She was thrown into a jail cell, aged just eight. But instead of being strong-armed by the law, Murra Wurra Paakantji elder Dorothy Lawson – now nearly 80 – has used the law herself to make a daring, innovative land claim. If she wins, Indigenous people across Australia could benefit.

The week Mrs Lawson spent locked up as a child when Government ‘welfare’ authorities tore her away from her mother stirred a jarring sense of injustice which has made her a dogged Aboriginal rights campaigner.

Now it has propelled her into court, where she is using an ancient British imperial law to claim her ancestral lands around Lake Victoria in far South West NSW.

Through her advocates, she is mounting the audacious argument that her Aboriginal great-grandfather had ‘adverse possession’ of the land. This is based on a 247-year-old law which squatters used in Colonial times to dispossess Indigenous people of their country and to stop the Crown from re-possessing land they had grabbed for themselves.

And it has the potential to set a precedent, just as the Mabo decision did 24 years ago, by recognising the existence in law of native title across Australia. Like Mabo, her case goes to the heart of the legal system’s view of Indigenous occupation of the land.
####
### Set exercise 1
List every number, whether written in digits or in words, that appears in the article on Dorothy Lawson's land claim.
### Set exercise 2
Pick up the article on Dorothy Lawson's land claim after its final sentence and carry it forward.

### Given information
####
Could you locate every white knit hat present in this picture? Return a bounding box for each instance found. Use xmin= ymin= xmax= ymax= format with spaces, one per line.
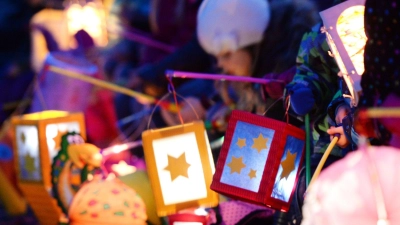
xmin=197 ymin=0 xmax=270 ymax=55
####
### Written reply 1
eight, 80, 247, 24

### Written reply 2
"I want to correct the wrong." Watch Dorothy Lawson tell her story.

Mrs Lawson, a slight grandmother with flyaway grey hair and a powerful voice, is well aware of the irony (and the cheekiness) of her claim, as she plots her next legal move from her modest Mildura flat, with only an aged pension for funding.

“I don’t like being called a squatter. All I want is equal rights for my people to have their say in what goes on in their part of the country,” she says.

But as a member of the Stolen Generations, this legal action is another way of “coming home”. Born behind a tree at Lake Victoria, a shallow outback waterway of enormous spiritual significance, she has been trying to find a way to live with dignity on her ancestral lands since she escaped the clutches of state welfare aged 18.

MRS LAWSON’S life is a lesson in Indigenous struggles and survival at the edge of the frontier, including a memory of massacre, of being “brought in” from the bush to Government-regulated life on a mission, of being removed from family, of losing her own children and now, of fighting for land.

On a windy autumn day, as her cousin Peggy Thomas drives her across the Murray River to visit a small portion of their NSW ancestral lands, Mrs Lawson’s firm voice wavers as she recalls the day “the welfare” imprisoned her.

As a youngster, she’d learnt the traditional Murra Wurra ways of surviving out bush, harvesting grains, catching fish, feasting on roos stuffed with leaves and cooked in earth ovens. But as more children arrived, the family moved to the Menindee mission, where she says, “we had to put on Government clothing and line up for rations.”

Her father had itinerant pastoral jobs on various landholdings and was away working when the authorities came to Menindee and grabbed Dorothy, her younger brothers Harry and Bruce, and sister Marie.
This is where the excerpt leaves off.